What you will do
• A. Reproduce the part of the article on Mountain View Vision that opens with the words containing "Fifteen years ago, Melissa" and closes with "efficiency, she says.".
• B. Answer these questions from the article on Mountain View Vision:
(i) How many exam lanes did the practice start with?
(ii) Where did Dr. Tada first hear of Marco's TRS automated refraction system?
(iii) What kind of phoropters are in her dilation and contact lens rooms?

START Extract to read

Fifteen years ago, Melissa Tada, OD, started Mountain View Vision with one exam lane and one employee. Fast forward, her office in Colorado Springs, Colorado, includes three doctors, 12 employees and five exam lanes with a specialty in dry eyes, pediatric optometry and visual-related learning problems. The practice offers a full suite of vision services, and what a bustling office needs is the maximum efficiency, she says.
RAISING PATIENT’S EXPECTATIONS
Dr. Tada first heard of Marco’s TRS automated refraction system at The Exchange(R), and she was attracted to the streamlined data transitioning. She decided to transform two exam lanes, and soon enough, she found herself upgrading the third lane as well. “The installation made the whole process much easier and faster. There wasn’t any manual card transitioning required and reduced risks of transposition errors,” she says.
Her dilation and contact lens rooms have manual phoropters, but Dr. Tada moves her patients to the Marco lanes to save time. “The efficiency gap is big, so I try to lessen it by taking refractions in the exam lanes where the Marco system is,” she says.

END Extract to read
START Recorded information

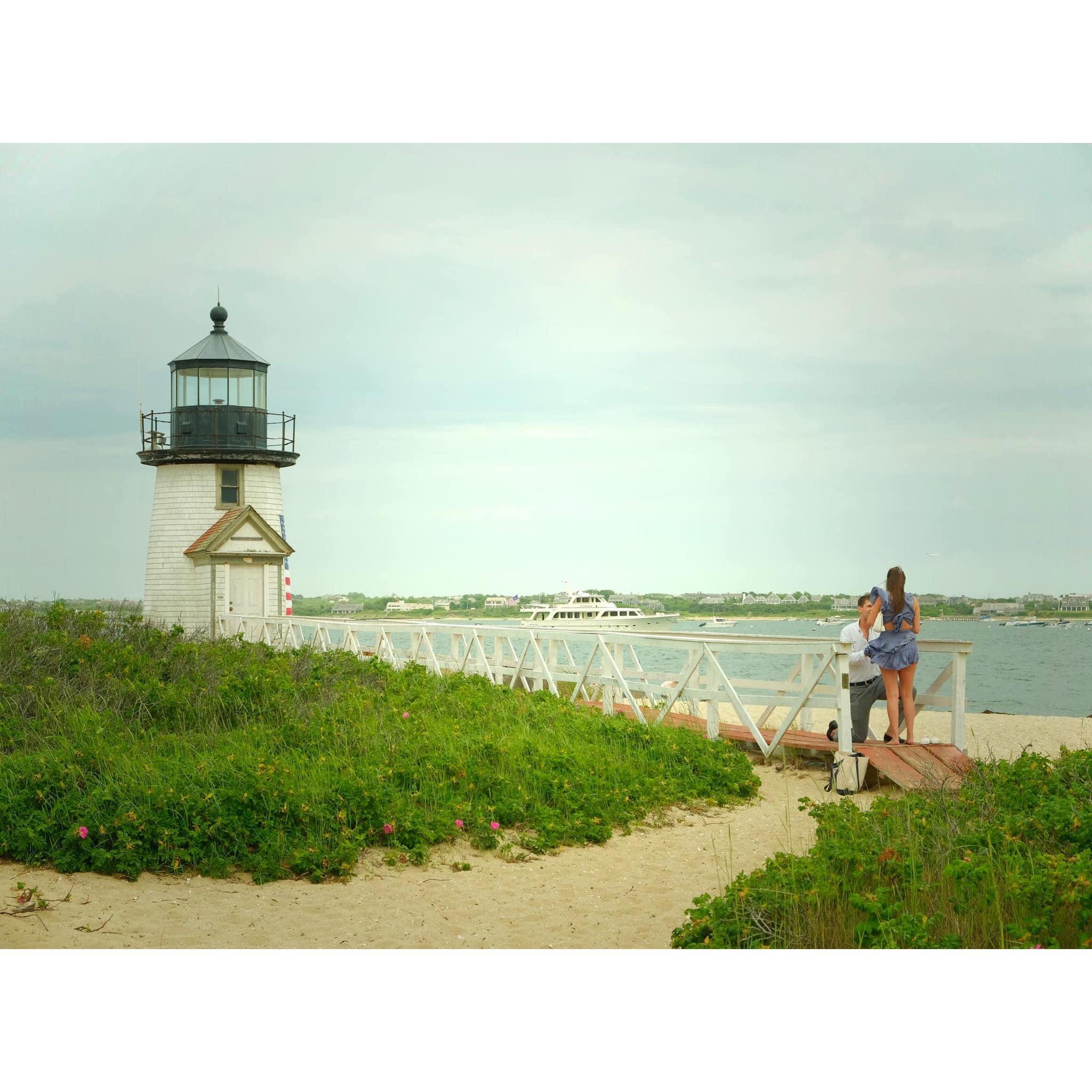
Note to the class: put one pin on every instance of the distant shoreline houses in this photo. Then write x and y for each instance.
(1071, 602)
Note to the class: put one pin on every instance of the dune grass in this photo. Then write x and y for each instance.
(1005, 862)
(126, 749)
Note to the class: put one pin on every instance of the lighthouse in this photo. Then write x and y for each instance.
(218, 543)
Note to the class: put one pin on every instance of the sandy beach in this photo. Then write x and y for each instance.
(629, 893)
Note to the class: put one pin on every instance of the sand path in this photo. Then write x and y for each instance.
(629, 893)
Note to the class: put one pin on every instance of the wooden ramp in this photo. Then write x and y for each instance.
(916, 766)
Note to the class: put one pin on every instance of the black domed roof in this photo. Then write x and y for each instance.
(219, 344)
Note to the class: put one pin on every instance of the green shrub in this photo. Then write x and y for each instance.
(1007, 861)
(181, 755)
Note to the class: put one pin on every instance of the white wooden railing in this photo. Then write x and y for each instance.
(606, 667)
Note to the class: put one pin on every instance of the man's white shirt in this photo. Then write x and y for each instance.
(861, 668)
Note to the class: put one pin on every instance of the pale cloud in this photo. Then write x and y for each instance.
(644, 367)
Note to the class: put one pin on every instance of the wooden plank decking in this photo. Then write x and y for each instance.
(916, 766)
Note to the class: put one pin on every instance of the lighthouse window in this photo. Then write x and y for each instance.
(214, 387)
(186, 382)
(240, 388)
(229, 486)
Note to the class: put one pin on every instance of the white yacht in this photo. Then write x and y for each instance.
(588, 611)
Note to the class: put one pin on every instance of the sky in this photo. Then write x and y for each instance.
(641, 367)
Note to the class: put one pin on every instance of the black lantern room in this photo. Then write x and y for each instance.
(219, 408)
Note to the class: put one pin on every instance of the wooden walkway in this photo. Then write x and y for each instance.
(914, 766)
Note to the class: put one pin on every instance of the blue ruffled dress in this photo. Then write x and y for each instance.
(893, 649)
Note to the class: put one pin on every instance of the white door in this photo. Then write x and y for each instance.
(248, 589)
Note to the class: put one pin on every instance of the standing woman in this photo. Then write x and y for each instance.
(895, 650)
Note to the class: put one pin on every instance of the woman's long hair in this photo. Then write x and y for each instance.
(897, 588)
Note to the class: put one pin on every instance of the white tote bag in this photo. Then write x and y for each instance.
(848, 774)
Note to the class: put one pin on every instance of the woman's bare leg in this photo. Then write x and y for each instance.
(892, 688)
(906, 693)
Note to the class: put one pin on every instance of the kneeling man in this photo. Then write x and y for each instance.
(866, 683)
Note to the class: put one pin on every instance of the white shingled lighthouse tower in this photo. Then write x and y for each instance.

END Recorded information

Solution set
• A.
Fifteen years ago, Melissa Tada, OD, started Mountain View Vision with one exam lane and one employee. Fast forward, her office in Colorado Springs, Colorado, includes three doctors, 12 employees and five exam lanes with a specialty in dry eyes, pediatric optometry and visual-related learning problems. The practice offers a full suite of vision services, and what a bustling office needs is the maximum efficiency, she says.

• B.
(i) One exam lane.
(ii) At The Exchange(R).
(iii) Manual phoropters.